#### [PROVIDED DATA]
▼

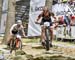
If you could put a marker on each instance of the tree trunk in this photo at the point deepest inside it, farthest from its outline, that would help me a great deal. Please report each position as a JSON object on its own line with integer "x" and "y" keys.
{"x": 0, "y": 10}
{"x": 49, "y": 4}
{"x": 10, "y": 19}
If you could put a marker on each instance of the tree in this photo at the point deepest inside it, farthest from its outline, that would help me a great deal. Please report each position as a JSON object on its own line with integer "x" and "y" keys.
{"x": 0, "y": 10}
{"x": 49, "y": 3}
{"x": 10, "y": 19}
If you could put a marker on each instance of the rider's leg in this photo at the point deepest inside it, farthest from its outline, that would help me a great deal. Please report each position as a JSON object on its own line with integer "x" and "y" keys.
{"x": 9, "y": 40}
{"x": 51, "y": 34}
{"x": 43, "y": 33}
{"x": 17, "y": 41}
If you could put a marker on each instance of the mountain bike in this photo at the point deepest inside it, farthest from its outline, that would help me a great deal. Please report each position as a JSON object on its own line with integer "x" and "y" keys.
{"x": 15, "y": 44}
{"x": 47, "y": 35}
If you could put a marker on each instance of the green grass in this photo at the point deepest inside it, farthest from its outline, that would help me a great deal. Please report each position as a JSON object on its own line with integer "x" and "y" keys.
{"x": 31, "y": 40}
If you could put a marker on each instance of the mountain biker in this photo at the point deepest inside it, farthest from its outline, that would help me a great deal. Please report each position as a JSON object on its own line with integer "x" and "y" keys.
{"x": 46, "y": 17}
{"x": 15, "y": 30}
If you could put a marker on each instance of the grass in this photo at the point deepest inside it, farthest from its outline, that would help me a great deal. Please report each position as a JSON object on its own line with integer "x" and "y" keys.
{"x": 31, "y": 40}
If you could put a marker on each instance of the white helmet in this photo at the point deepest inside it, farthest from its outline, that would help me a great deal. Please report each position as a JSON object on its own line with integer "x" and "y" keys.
{"x": 19, "y": 22}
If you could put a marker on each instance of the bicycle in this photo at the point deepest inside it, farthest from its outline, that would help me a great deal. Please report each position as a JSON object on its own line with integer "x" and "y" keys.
{"x": 15, "y": 44}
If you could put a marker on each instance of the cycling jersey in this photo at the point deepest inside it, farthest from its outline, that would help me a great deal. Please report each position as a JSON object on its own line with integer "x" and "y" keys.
{"x": 46, "y": 18}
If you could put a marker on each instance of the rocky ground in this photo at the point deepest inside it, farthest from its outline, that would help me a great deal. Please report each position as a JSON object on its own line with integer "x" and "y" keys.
{"x": 34, "y": 51}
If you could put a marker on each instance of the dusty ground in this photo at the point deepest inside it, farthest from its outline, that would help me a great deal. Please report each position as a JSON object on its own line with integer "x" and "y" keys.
{"x": 32, "y": 50}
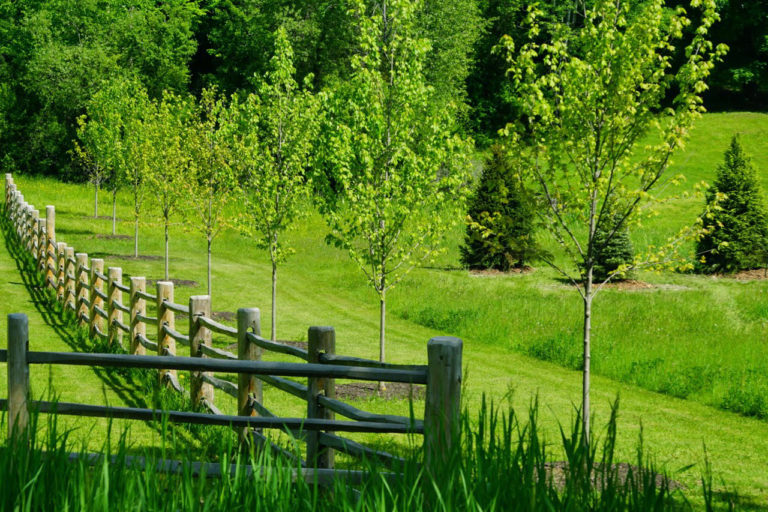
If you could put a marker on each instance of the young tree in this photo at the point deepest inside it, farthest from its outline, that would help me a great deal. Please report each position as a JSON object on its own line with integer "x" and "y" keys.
{"x": 279, "y": 129}
{"x": 211, "y": 183}
{"x": 591, "y": 93}
{"x": 394, "y": 170}
{"x": 738, "y": 237}
{"x": 168, "y": 163}
{"x": 500, "y": 219}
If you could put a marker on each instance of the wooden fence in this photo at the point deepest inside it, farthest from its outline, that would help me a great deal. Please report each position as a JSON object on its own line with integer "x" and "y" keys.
{"x": 98, "y": 301}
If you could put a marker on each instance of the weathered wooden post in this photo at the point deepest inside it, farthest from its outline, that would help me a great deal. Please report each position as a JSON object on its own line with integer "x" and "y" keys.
{"x": 114, "y": 295}
{"x": 8, "y": 183}
{"x": 248, "y": 386}
{"x": 166, "y": 345}
{"x": 442, "y": 413}
{"x": 69, "y": 275}
{"x": 138, "y": 307}
{"x": 18, "y": 373}
{"x": 321, "y": 340}
{"x": 97, "y": 301}
{"x": 199, "y": 305}
{"x": 42, "y": 257}
{"x": 81, "y": 288}
{"x": 34, "y": 242}
{"x": 50, "y": 236}
{"x": 61, "y": 266}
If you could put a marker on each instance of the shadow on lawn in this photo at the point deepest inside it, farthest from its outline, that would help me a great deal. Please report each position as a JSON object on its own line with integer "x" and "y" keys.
{"x": 62, "y": 322}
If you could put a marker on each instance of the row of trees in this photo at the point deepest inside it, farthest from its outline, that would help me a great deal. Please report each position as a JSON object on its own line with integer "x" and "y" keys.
{"x": 386, "y": 168}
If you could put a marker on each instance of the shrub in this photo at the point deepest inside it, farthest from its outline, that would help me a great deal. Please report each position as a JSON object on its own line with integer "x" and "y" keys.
{"x": 500, "y": 219}
{"x": 735, "y": 236}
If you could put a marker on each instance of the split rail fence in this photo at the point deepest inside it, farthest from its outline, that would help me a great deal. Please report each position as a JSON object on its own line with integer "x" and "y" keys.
{"x": 97, "y": 300}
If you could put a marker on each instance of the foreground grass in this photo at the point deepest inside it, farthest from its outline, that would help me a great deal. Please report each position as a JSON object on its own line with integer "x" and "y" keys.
{"x": 689, "y": 337}
{"x": 502, "y": 464}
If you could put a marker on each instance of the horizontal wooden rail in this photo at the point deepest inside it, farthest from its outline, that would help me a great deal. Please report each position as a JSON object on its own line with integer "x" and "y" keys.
{"x": 134, "y": 413}
{"x": 217, "y": 327}
{"x": 257, "y": 368}
{"x": 278, "y": 347}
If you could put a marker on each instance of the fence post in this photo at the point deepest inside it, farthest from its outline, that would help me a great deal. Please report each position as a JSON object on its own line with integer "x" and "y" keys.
{"x": 442, "y": 414}
{"x": 8, "y": 183}
{"x": 321, "y": 340}
{"x": 248, "y": 386}
{"x": 81, "y": 289}
{"x": 115, "y": 276}
{"x": 138, "y": 307}
{"x": 61, "y": 266}
{"x": 18, "y": 373}
{"x": 69, "y": 274}
{"x": 165, "y": 344}
{"x": 97, "y": 286}
{"x": 42, "y": 249}
{"x": 50, "y": 236}
{"x": 34, "y": 242}
{"x": 199, "y": 305}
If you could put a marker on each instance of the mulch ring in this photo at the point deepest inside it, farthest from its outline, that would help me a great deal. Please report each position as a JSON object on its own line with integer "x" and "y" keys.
{"x": 186, "y": 283}
{"x": 495, "y": 273}
{"x": 393, "y": 391}
{"x": 745, "y": 275}
{"x": 557, "y": 471}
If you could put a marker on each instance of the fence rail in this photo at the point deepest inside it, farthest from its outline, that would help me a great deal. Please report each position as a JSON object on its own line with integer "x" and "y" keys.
{"x": 97, "y": 299}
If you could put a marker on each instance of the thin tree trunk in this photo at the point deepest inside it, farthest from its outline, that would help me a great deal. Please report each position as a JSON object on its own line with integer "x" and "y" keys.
{"x": 166, "y": 248}
{"x": 587, "y": 333}
{"x": 274, "y": 300}
{"x": 114, "y": 212}
{"x": 136, "y": 237}
{"x": 210, "y": 243}
{"x": 382, "y": 331}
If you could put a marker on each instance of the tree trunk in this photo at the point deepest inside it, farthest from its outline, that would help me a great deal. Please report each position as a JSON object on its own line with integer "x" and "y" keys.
{"x": 382, "y": 330}
{"x": 166, "y": 248}
{"x": 136, "y": 237}
{"x": 114, "y": 212}
{"x": 587, "y": 333}
{"x": 274, "y": 300}
{"x": 210, "y": 243}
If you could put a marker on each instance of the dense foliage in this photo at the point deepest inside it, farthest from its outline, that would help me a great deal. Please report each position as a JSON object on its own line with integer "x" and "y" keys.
{"x": 736, "y": 237}
{"x": 55, "y": 55}
{"x": 500, "y": 219}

▲

#### [EXERCISE]
Retype every entry verbatim and exclude the pictures from the copy.

#### [YOUR SOLUTION]
If you could put a marker on each instance of the tree trunk in this photo at the point deepest inside it, farthest from its outline, that would help me a great deal. Please report each position as a JSON object on its own line with integer "x" and "y" keys.
{"x": 0, "y": 10}
{"x": 49, "y": 4}
{"x": 10, "y": 19}
If you could put a marker on each instance of the tree in this photo at the point deepest inside it, farthest from its outline, that would help me a great deal. Please report each position as a JSON object on its own line with integer "x" and "y" keys.
{"x": 0, "y": 10}
{"x": 49, "y": 3}
{"x": 10, "y": 19}
If you could put a marker on each instance of the rider's leg in this photo at the point deepest inside it, farthest from its outline, that would help me a great deal. Please report each position as a JSON object on its own line with integer "x" and "y" keys.
{"x": 9, "y": 40}
{"x": 51, "y": 34}
{"x": 43, "y": 33}
{"x": 17, "y": 41}
If you could put a marker on each instance of the mountain bike in this photo at the point deepest inside it, farthest from its outline, that would help me a great deal. Please report each position as a JSON object on its own line with integer "x" and "y" keys.
{"x": 15, "y": 44}
{"x": 47, "y": 35}
If you could put a marker on each instance of the green grass in this photo at the point deepest inside it, farthest from its outline, that would help me a great deal. Please report each position as a JSON object on its own line with integer "x" and "y" keys.
{"x": 31, "y": 40}
If you could put a marker on each instance of the mountain biker in this photo at the point deepest inside it, farthest from its outline, that would help me a great deal. Please report each position as a JSON object on its own line with integer "x" and "y" keys.
{"x": 46, "y": 17}
{"x": 15, "y": 30}
If you could put a marker on each instance of the grass in this photo at the point deepest inside it, farthest from its outline, that would help me a great deal. Please report each position as a JSON object on its own line with integer "x" and "y" keys.
{"x": 31, "y": 40}
If you could put a marker on each instance of the white helmet in this photo at the point deepest inside it, farthest from its outline, that would help me a great deal. Please report each position as a JSON object on its own line with integer "x" and "y" keys.
{"x": 19, "y": 22}
If you could put a marker on each instance of the bicycle in this photo at the point deepest inside it, farthest from its outline, that would help me a great deal. Please report each position as a JSON object on its own line with integer "x" and "y" keys.
{"x": 15, "y": 44}
If you could put a marker on each instance of the cycling jersey in this photo at the point deepest inside it, farthest from its outline, that would help me a great deal. Please report each position as a JSON object on its own line with integer "x" and "y" keys.
{"x": 46, "y": 18}
If you could put a marker on each instance of the rocky ground in this photo at the point deepest inside it, farthest from its outline, that would help me a great deal. Please report each position as a JSON object on its own line with integer "x" and "y" keys.
{"x": 34, "y": 51}
If you could put a marker on each instance of the dusty ground in this photo at the point deepest inside it, farthest from its outline, that would help me a great deal. Please report each position as a JSON object on its own line with integer "x" and "y" keys.
{"x": 32, "y": 50}
If you could put a marker on each instance of the young tree in this photo at the point deepest inside it, farthest from its outline, that would help me a great deal. Please report each position as a JSON object on its own line with integer "x" and "y" keys.
{"x": 279, "y": 129}
{"x": 211, "y": 183}
{"x": 591, "y": 93}
{"x": 394, "y": 170}
{"x": 738, "y": 237}
{"x": 168, "y": 163}
{"x": 500, "y": 219}
If you could put a marker on each instance of the wooden fence in this photo at the point deepest inside it, farthest from its outline, that would help me a great deal. Please report each position as a JSON object on its own line with integer "x" and "y" keys.
{"x": 98, "y": 301}
If you could put a marker on each instance of the weathered wooden post in this photo at the point deepest inside it, farthest from its outline, that would help me a great deal. Please report each position as a JSON object on its own line with integer "x" and "y" keys.
{"x": 114, "y": 295}
{"x": 8, "y": 183}
{"x": 248, "y": 386}
{"x": 166, "y": 345}
{"x": 442, "y": 413}
{"x": 69, "y": 275}
{"x": 138, "y": 307}
{"x": 18, "y": 373}
{"x": 321, "y": 340}
{"x": 97, "y": 301}
{"x": 199, "y": 305}
{"x": 42, "y": 257}
{"x": 81, "y": 288}
{"x": 34, "y": 242}
{"x": 50, "y": 236}
{"x": 61, "y": 266}
If you could put a marker on each instance of the shadow on lawn in this photo at the point deepest inside it, farthest from its outline, that would help me a great deal. Please report each position as a JSON object on its own line with integer "x" and "y" keys.
{"x": 62, "y": 322}
If you could put a marker on each instance of the row of trees in this photo at the point deepest inside it, farthest from its outline, that would help me a great deal. Please report each position as a JSON object on its own line with integer "x" and "y" keys.
{"x": 386, "y": 168}
If you could put a marker on each instance of the shrub in this photo at the point deepest inside it, farthest from its outline, that would help me a great deal. Please report each position as a JSON object on its own line with integer "x" and "y" keys.
{"x": 500, "y": 219}
{"x": 735, "y": 236}
If you could put a marker on each instance of the split rail fence in this photo at the point deepest inside it, farthest from its outline, that would help me a great deal. Please report each position as a JSON object on its own line with integer "x" and "y" keys.
{"x": 97, "y": 300}
If you could put a marker on each instance of the foreground grass in this photo at the point deepest inside it, farthest from its outline, that would help me a great deal. Please report each position as a JSON object on its own line with integer "x" and "y" keys.
{"x": 689, "y": 337}
{"x": 502, "y": 464}
If you could put a marker on each instance of the horizontal wooden rail in this photo at the point deepest inside it, farthest from its outline, that would help me a great deal. Please report each position as a JSON object on its own line with integer "x" and "y" keys.
{"x": 134, "y": 413}
{"x": 217, "y": 327}
{"x": 257, "y": 368}
{"x": 278, "y": 347}
If you could put a marker on each instance of the fence post in this photo at the point deepest inside it, farthest from its outline, that would help me a great deal. Please report each position as a JSON object on its own line with integer "x" and "y" keys.
{"x": 442, "y": 414}
{"x": 8, "y": 183}
{"x": 321, "y": 340}
{"x": 248, "y": 386}
{"x": 81, "y": 289}
{"x": 115, "y": 276}
{"x": 138, "y": 307}
{"x": 61, "y": 266}
{"x": 18, "y": 373}
{"x": 69, "y": 274}
{"x": 165, "y": 344}
{"x": 97, "y": 286}
{"x": 42, "y": 249}
{"x": 50, "y": 236}
{"x": 34, "y": 242}
{"x": 199, "y": 305}
If you could put a marker on each instance of the mulch ring in this photo at the point deepest inside it, farthest from its outline, that would help me a great deal. Please report each position as a JSON object on its own line with integer "x" and "y" keys.
{"x": 186, "y": 283}
{"x": 495, "y": 273}
{"x": 393, "y": 391}
{"x": 745, "y": 275}
{"x": 557, "y": 471}
If you could put a marker on each instance of the fence rail in this photo at the point deepest inside it, farthest from its outline, that would help me a great deal. Please report each position as a JSON object on its own line with integer "x" and "y" keys.
{"x": 97, "y": 299}
If you could put a marker on each instance of the thin tree trunk in this photo at the point deepest inside it, farthest from its outline, that would help me a great deal. Please report each position as a JSON object on its own line with integer "x" and "y" keys.
{"x": 166, "y": 248}
{"x": 587, "y": 333}
{"x": 274, "y": 300}
{"x": 114, "y": 212}
{"x": 136, "y": 237}
{"x": 210, "y": 243}
{"x": 382, "y": 331}
If you could put a marker on each instance of the tree trunk in this photo at the point deepest inside it, farthest from its outline, that would help me a great deal. Please report each position as a JSON object on its own line with integer "x" and "y" keys.
{"x": 382, "y": 330}
{"x": 166, "y": 248}
{"x": 136, "y": 237}
{"x": 114, "y": 212}
{"x": 587, "y": 333}
{"x": 274, "y": 300}
{"x": 210, "y": 243}
If you could put a marker on each instance of the dense foliage in this photo at the point deepest inside it, farthest from its outline, that would help me a great deal. Please report each position as a JSON object on its own line with integer "x" and "y" keys.
{"x": 736, "y": 237}
{"x": 55, "y": 55}
{"x": 500, "y": 219}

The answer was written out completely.